# PAGE EXCERPT
━━━━

The headers have been cleaned up to make processing the table simpler.

All missing values have been replaced with `'unknown'`. But I still have to see whether the missing values in `'genre'` will affect our calculations.

The absence of duplicates will make the results more precise and easier to understand.

Now I can move on to testing hypotheses. 

[Back to Contents](#back)

## Stage 3. Testing hypotheses <a id='hypotheses'></a>

### Hypothesis 1: comparing user behavior in two cities <a id='activity'></a>

According to the first hypothesis, users from Springfield and Shelbyville listen to music differently. I will Test this using the data on three days of the week: Monday, Wednesday, and Friday.

* Dividing the users into groups by city.
* Comparing how many tracks each group played on Monday, Wednesday, and Friday.


For the sake of practice,I performed each computation separately. 

Evaluating user activity in each city. Grouped the data by city and found the number of songs played in each group.

In [18]:
print(df.groupby('city')['track'].count()) 

city
Shelbyville    18512
Springfield    42741
Name: track, dtype: int64


Springfield has more tracks played than Shelbyville. But that does not imply that citizens of Springfield listen to music more often. This city is simply bigger, and there are more users.

Now grouped the data by day of the week and found the number of tracks played on Monday, Wednesday, and Friday.


In [19]:
# Calculating tracks played on each of the three days
print(df.groupby('day')['track'].count()) 

day
Friday       21840
Monday       21354
Wednesday    18059
Name: track, dtype: int64


Wednesday is the quietest day overall. But if we consider the two cities separately, we might come to a different conclusion.

We have seen how grouping by city or day works. Now I will write a function that will group by both.

Created the `number_tracks()` function to calculate the number of songs played for a given day and city. It will require two parameters:
* day of the week
* name of the city

In the function, I use a variable to store the rows from the original table, where:
  * `'day'` column value is equal to the `day` parameter
  * `'city'` column value is equal to the `city` parameter

Applyed consecutive filtering with logical indexing.

Then calculate the `'user_id'` column values in the resulting table. Stored the result to a new variable. Returned this variable from the function.

In [20]:
# <creating the function number_tracks()>
# We'll declare a function with two parameters: day=, city=.

━━━━

# DATA LINES

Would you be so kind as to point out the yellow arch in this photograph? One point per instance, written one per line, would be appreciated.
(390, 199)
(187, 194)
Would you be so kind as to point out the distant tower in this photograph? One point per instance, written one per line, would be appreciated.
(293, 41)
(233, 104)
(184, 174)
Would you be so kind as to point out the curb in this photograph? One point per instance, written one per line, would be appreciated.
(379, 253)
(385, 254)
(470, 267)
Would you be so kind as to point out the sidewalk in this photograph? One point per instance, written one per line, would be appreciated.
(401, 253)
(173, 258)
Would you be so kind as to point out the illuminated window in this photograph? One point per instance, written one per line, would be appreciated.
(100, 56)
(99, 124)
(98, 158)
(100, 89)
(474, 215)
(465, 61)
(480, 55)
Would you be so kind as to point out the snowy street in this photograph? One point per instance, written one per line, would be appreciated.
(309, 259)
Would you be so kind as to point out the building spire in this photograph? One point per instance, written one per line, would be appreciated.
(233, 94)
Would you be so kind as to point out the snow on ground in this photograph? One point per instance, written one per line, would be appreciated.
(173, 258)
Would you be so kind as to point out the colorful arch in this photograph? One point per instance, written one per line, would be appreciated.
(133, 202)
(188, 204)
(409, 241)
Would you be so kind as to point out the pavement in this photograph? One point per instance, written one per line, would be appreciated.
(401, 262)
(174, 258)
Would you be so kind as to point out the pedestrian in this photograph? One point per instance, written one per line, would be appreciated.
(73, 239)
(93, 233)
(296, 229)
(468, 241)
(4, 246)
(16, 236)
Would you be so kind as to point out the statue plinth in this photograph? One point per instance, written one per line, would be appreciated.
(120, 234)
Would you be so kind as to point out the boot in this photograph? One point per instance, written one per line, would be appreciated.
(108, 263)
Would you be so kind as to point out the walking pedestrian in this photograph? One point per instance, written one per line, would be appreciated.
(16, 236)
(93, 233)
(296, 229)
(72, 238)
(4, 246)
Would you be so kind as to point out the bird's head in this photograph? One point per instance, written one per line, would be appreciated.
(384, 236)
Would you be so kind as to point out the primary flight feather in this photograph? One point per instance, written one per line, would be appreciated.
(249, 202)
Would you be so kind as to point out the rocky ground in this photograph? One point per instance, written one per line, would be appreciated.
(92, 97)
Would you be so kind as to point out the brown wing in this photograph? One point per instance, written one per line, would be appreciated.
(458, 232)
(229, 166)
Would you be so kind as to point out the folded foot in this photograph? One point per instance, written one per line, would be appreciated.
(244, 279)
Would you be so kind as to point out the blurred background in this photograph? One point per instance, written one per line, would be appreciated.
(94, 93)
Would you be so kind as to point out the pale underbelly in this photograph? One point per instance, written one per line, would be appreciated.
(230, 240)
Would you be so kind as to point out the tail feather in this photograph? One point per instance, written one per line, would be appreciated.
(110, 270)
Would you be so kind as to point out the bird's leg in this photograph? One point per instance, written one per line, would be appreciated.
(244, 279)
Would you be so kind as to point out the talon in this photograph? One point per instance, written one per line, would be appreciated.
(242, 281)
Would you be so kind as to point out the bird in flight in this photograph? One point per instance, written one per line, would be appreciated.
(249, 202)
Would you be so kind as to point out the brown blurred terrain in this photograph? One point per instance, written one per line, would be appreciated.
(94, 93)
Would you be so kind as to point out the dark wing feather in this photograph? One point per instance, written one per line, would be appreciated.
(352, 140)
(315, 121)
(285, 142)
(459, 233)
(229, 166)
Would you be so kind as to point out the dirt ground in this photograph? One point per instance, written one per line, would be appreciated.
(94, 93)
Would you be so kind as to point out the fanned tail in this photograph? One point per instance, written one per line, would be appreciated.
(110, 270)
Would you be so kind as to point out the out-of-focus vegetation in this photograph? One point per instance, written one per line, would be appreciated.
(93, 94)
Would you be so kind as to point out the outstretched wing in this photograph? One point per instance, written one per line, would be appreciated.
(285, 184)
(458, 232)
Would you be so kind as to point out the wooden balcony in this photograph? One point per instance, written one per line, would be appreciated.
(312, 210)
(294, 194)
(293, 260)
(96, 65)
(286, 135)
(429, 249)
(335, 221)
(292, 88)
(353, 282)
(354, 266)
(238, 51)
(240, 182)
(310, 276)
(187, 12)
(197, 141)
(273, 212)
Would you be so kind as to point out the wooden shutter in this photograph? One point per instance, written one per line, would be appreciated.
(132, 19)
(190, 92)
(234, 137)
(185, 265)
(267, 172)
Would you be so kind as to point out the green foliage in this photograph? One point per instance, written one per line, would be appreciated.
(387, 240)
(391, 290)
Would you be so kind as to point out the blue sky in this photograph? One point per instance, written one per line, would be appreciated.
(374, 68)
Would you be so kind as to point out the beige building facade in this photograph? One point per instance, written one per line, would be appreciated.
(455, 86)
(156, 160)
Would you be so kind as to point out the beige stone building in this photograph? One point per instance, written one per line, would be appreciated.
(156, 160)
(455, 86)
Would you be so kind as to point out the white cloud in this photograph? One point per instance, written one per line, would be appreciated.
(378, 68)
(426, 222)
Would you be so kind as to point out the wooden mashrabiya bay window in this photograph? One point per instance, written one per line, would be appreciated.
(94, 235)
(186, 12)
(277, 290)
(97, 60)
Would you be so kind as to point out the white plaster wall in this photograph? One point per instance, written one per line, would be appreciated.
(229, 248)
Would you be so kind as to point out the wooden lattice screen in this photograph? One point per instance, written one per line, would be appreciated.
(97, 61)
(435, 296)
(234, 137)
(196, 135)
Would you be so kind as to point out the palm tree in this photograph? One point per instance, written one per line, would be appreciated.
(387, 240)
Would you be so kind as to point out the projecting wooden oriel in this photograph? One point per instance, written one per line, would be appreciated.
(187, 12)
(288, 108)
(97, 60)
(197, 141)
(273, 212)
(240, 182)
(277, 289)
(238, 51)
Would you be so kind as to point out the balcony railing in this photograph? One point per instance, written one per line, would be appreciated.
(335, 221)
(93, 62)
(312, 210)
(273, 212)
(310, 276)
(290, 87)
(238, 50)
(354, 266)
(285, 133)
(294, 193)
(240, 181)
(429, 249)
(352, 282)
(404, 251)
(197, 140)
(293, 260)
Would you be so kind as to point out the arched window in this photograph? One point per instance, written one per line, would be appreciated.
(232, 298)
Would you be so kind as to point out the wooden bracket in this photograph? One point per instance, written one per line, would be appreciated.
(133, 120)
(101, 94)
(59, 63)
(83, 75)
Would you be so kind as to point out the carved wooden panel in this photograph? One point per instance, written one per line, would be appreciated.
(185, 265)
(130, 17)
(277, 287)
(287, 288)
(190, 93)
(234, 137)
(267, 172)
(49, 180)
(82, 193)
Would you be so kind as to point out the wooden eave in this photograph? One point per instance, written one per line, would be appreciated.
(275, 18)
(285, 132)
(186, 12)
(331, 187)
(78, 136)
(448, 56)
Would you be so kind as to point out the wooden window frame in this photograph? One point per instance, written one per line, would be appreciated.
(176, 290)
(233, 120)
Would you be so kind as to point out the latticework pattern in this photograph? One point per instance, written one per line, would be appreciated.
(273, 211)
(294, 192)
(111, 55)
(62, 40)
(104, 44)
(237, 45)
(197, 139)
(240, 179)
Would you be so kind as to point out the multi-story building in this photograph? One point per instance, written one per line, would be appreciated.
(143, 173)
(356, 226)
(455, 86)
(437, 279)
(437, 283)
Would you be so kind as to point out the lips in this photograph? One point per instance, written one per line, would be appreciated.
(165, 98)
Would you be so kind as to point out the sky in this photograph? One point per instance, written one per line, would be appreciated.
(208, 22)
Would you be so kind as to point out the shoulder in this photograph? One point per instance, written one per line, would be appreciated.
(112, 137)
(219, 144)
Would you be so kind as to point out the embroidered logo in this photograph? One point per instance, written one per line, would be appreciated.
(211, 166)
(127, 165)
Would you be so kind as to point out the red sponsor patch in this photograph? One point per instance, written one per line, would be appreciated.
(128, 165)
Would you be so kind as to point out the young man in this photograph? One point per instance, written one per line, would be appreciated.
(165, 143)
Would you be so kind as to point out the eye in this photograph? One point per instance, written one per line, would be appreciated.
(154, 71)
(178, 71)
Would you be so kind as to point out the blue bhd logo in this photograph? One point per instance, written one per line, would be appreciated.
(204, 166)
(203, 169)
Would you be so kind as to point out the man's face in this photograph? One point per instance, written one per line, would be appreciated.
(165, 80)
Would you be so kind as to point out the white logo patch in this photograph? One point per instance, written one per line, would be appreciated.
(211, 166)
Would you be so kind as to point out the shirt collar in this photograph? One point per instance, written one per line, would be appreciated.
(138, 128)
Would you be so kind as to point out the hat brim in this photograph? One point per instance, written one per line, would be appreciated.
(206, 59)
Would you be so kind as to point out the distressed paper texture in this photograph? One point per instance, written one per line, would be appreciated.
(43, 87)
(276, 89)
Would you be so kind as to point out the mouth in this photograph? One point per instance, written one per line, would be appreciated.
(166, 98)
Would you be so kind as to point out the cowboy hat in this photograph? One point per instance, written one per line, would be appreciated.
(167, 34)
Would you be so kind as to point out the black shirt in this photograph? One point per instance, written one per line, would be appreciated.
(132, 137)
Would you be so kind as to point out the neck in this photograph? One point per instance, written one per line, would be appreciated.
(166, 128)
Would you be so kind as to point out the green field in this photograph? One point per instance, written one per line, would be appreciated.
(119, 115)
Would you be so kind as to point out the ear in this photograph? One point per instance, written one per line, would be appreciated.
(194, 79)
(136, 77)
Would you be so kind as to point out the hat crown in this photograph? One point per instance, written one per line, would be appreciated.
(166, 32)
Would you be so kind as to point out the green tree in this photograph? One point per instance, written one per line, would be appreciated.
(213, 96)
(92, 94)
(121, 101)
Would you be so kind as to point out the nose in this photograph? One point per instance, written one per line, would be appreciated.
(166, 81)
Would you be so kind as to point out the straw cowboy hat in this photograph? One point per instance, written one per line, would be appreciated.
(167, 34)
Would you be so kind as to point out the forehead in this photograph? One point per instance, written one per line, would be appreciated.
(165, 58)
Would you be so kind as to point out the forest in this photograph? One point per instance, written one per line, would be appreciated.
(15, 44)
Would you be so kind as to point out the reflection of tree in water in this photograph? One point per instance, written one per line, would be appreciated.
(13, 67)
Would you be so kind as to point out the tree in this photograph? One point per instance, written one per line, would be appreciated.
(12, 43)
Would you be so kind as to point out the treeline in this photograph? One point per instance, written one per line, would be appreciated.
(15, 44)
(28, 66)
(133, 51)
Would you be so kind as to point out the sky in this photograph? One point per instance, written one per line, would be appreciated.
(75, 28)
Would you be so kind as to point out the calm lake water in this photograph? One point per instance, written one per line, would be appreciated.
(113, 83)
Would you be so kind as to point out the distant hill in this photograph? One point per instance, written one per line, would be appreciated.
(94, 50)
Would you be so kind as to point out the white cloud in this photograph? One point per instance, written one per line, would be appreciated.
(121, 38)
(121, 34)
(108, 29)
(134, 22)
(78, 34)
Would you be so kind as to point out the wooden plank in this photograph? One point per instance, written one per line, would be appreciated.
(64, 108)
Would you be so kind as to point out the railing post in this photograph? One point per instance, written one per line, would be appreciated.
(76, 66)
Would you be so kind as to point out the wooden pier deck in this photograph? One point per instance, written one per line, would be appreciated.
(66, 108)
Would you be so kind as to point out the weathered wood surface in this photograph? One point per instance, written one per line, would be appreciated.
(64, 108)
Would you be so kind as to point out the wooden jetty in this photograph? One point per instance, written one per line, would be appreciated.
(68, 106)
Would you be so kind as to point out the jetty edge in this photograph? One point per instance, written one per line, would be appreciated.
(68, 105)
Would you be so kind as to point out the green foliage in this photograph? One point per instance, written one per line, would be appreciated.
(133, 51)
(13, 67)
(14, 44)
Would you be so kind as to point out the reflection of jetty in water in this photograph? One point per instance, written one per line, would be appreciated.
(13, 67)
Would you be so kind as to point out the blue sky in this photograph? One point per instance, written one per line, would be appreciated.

━━━━

# REQUESTS
- 1) In the music-listening analysis, how many tracks were played in Springfield?
- 2) Extract every line of the records that contains the string "flight".
The text and the records were taken from different sources.

# ANSWERS BY TASK
- 1) 42741 tracks were played in Springfield.

- 2)
Would you be so kind as to point out the primary flight feather in this photograph? One point per instance, written one per line, would be appreciated.
Would you be so kind as to point out the bird in flight in this photograph? One point per instance, written one per line, would be appreciated.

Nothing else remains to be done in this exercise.